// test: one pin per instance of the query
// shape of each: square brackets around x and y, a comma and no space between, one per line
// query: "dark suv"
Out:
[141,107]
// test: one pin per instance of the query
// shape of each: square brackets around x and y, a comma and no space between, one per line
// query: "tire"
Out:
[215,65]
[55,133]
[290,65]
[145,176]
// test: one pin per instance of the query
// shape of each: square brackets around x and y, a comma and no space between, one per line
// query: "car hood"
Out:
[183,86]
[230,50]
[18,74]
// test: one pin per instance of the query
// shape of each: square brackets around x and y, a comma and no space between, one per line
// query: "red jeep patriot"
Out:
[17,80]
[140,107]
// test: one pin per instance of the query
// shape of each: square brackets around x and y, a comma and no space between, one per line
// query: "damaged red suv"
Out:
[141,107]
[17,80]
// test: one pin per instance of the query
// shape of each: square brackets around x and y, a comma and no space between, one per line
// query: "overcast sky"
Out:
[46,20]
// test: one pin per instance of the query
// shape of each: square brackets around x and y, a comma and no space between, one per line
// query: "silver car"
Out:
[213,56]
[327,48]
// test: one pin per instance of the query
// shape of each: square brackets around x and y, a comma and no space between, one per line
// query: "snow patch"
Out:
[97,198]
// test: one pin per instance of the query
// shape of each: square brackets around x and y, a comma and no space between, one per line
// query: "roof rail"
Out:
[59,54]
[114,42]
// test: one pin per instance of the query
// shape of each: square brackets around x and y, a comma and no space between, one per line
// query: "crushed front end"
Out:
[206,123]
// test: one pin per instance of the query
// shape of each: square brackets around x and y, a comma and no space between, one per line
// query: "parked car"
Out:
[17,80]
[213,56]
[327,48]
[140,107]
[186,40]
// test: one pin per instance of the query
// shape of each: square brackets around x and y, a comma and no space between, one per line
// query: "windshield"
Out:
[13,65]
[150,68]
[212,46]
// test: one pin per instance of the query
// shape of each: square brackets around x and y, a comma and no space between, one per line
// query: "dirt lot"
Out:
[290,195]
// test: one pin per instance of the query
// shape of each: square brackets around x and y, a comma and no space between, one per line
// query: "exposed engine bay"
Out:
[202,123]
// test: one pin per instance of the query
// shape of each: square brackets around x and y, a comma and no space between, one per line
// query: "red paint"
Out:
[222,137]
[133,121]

..............................

ACTIVITY →
The entries listed above are to be output exactly. Leave none out.

SOLVED EXERCISE →
// test: one pin per instance of the query
// shape of each: square brackets around x and y, a comma and no space between, one per line
// query: "dark suv"
Out:
[141,107]
// test: one pin per instance of the query
// shape of each: square brackets around x and y, a comma and no space between, one per line
// query: "tire"
Out:
[215,65]
[55,133]
[290,65]
[145,176]
// test: one pin per instance of the query
// shape of each: square brackets around x and y, a comma and no space between, one per line
// query: "car hood"
Out:
[183,86]
[230,50]
[18,74]
// test: one pin per instance of the query
// shape of each: square brackets around x and y, a comma and no space between, one per line
// query: "red jeep patriot"
Out:
[17,80]
[140,107]
// test: one pin per instance of the query
// shape of each: square brackets around x and y, a comma and no space between, one per line
// query: "damaged red suv"
Out:
[141,107]
[17,80]
// test: one pin per instance of the query
// shape of each: square brackets around x and y, a comma and no space between, one per line
// query: "overcast sky"
Out:
[46,20]
// test: one pin per instance of the query
// shape of each: square brackets around x and y, a comma and no space between, one per line
// query: "silver car"
Out:
[213,56]
[327,48]
// test: one pin per instance of the query
// shape of each: square brackets around x and y, a comma and no space between, one per line
// query: "snow patch"
Out:
[97,198]
// test: one pin per instance of the query
// shape of each: square brackets around x and y, a comma and no space between, one per line
// query: "roof rail"
Out:
[59,54]
[114,42]
// test: one pin per instance of the query
// shape of each: square brackets around x and y, a comma and no space between, one per line
// query: "crushed front end"
Out:
[206,123]
// test: one pin per instance of the query
// shape of each: square brackets around x and y, a comma and no space between, one per line
// query: "parked car"
Out:
[17,80]
[213,56]
[327,48]
[140,107]
[186,40]
// test: one pin per instance of the query
// shape of each: square brackets around x and y, a comma and no space between, one per line
// query: "windshield"
Out:
[13,65]
[150,68]
[212,46]
// test: one pin per instance of the query
// shape of each: square brackets around x and y, a comma and no space between, one per line
// query: "dirt lot"
Out:
[290,195]
// test: one pin per instance of the query
// shape of each: square brackets around x and y, a comma and no space between, one per line
// query: "exposed engine bay"
Out:
[202,123]
// test: one pin per instance of the query
// shape of each: square brackets around x and y, a comma and no space between, one per line
// query: "red paint"
Out:
[222,137]
[133,121]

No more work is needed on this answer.